* _EXERCISE BRIEF_: Show every line in the rows below that contains the string "rear".

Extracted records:
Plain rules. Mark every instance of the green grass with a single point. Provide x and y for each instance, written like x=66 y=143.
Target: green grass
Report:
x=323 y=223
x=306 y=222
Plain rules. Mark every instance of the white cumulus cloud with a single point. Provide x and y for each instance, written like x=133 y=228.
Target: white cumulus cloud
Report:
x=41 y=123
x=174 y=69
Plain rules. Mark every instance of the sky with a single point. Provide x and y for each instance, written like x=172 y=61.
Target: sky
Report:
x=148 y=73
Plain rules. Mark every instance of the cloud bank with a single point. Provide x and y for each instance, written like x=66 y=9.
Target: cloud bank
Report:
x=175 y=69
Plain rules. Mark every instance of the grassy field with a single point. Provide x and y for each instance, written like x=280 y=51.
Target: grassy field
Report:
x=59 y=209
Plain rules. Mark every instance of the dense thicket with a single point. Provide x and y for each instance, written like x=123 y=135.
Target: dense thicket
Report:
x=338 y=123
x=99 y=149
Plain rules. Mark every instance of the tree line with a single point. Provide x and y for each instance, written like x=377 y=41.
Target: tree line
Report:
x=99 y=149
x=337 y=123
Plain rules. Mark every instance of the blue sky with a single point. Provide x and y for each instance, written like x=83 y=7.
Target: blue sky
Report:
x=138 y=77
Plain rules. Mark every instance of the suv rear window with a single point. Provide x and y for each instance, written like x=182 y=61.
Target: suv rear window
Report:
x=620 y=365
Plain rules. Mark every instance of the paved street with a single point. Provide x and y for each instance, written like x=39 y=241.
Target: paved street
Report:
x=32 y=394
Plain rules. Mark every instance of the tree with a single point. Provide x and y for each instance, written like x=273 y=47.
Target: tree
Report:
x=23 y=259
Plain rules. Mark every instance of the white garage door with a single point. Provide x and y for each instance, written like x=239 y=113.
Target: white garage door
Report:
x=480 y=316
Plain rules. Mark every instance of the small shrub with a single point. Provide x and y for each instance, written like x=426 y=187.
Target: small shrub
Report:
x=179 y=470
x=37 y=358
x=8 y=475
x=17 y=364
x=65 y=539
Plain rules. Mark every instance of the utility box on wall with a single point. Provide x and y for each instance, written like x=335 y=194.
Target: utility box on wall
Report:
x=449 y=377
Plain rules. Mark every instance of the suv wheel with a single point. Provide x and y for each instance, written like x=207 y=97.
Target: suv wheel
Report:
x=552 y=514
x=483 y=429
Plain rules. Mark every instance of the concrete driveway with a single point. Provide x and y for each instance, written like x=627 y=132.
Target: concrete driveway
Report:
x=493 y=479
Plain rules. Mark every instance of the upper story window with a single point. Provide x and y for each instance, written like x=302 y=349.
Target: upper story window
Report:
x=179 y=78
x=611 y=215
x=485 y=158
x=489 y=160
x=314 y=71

...

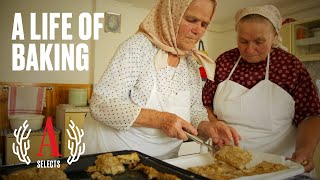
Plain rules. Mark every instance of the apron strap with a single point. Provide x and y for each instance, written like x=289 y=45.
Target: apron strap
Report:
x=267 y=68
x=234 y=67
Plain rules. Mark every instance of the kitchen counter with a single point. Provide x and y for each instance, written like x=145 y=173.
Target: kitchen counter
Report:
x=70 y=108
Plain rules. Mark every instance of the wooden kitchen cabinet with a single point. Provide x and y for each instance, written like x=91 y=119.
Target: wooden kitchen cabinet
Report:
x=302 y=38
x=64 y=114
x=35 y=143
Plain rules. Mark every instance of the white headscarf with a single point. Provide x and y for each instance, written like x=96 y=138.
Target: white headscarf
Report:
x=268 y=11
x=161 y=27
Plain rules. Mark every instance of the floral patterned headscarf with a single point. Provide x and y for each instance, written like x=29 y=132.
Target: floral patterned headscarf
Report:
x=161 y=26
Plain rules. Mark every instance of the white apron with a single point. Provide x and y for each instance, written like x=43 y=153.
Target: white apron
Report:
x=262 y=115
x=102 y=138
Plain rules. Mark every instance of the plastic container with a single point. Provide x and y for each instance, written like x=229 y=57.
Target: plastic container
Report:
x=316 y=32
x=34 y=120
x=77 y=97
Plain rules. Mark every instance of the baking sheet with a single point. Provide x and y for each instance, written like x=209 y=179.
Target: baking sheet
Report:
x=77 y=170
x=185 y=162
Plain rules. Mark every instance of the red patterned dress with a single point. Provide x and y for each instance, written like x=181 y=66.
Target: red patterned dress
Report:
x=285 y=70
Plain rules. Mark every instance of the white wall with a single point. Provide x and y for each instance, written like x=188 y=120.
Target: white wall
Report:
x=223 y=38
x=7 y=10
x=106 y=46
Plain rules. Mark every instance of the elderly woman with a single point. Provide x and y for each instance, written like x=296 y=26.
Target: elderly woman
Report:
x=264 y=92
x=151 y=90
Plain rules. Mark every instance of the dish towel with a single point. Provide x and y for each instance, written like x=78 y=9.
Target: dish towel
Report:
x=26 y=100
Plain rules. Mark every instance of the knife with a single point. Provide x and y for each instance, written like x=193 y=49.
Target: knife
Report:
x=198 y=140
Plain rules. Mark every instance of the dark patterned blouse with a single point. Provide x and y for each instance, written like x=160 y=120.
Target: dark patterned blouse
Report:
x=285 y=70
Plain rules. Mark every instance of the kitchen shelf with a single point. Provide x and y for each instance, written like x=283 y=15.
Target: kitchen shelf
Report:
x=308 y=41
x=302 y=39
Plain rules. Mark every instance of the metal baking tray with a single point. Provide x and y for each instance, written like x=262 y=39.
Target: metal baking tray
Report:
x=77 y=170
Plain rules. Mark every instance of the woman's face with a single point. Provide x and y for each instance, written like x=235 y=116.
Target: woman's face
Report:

==

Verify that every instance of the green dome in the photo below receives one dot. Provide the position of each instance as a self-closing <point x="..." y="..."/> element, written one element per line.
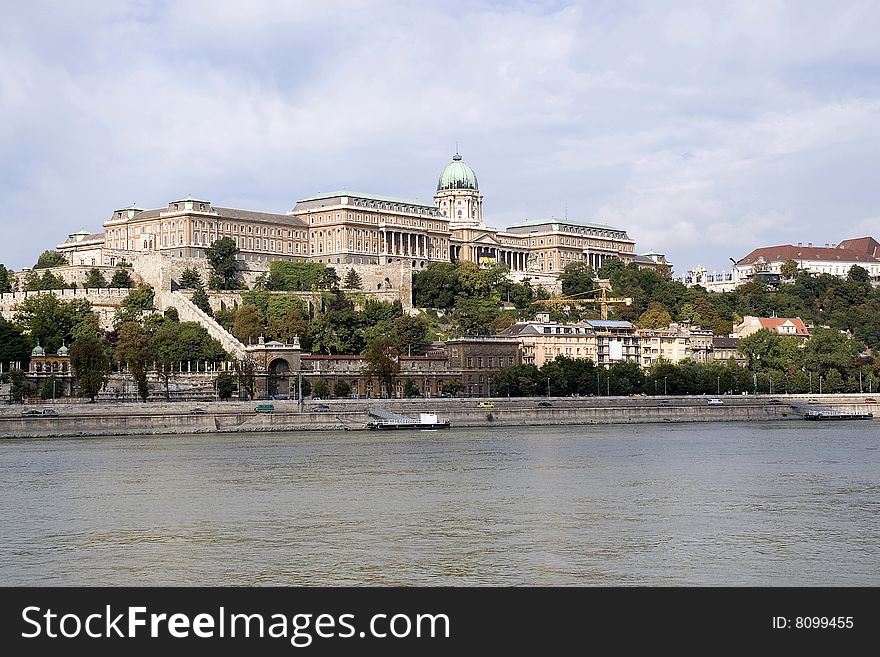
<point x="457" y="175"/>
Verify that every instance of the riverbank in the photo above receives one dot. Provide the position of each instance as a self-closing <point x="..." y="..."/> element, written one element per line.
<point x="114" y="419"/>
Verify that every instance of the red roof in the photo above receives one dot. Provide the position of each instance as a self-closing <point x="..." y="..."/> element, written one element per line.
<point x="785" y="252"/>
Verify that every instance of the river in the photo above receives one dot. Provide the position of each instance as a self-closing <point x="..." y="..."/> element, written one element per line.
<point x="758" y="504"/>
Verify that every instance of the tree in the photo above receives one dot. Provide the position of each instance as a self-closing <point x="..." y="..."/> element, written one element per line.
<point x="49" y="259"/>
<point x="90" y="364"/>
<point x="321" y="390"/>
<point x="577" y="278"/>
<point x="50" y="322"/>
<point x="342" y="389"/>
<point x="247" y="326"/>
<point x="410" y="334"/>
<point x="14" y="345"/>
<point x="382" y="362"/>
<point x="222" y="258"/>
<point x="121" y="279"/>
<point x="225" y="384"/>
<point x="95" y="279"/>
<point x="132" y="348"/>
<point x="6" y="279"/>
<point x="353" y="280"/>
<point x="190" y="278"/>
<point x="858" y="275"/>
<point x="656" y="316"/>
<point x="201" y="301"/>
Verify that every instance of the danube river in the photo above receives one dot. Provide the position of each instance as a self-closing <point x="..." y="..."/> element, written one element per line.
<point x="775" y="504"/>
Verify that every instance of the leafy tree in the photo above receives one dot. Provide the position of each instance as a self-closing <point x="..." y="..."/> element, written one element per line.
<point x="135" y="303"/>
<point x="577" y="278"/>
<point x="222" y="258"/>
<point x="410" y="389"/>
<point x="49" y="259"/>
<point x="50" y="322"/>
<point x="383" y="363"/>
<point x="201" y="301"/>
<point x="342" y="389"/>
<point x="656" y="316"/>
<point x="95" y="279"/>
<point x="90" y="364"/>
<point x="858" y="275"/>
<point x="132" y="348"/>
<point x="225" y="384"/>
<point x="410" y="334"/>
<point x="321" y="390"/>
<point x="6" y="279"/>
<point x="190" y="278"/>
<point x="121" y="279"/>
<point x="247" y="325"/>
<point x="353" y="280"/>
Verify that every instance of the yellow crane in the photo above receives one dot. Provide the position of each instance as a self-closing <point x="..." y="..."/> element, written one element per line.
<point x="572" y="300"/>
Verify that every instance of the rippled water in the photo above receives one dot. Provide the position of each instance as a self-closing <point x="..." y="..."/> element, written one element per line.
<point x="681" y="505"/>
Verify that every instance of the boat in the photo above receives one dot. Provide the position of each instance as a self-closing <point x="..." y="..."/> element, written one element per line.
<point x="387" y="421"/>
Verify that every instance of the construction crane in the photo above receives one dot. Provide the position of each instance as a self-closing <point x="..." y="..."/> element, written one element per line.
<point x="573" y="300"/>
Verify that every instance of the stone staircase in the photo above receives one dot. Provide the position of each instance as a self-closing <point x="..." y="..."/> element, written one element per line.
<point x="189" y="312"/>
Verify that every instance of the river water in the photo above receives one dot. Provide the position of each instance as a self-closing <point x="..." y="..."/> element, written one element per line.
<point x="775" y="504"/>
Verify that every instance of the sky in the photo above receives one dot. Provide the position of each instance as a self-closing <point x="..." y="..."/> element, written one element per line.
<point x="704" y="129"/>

* _ANSWER TO THIS PROBLEM_:
Plain rules. Mark every instance of the suv rear window with a single point. Provide x and y for each instance, written like x=182 y=61.
Target: suv rear window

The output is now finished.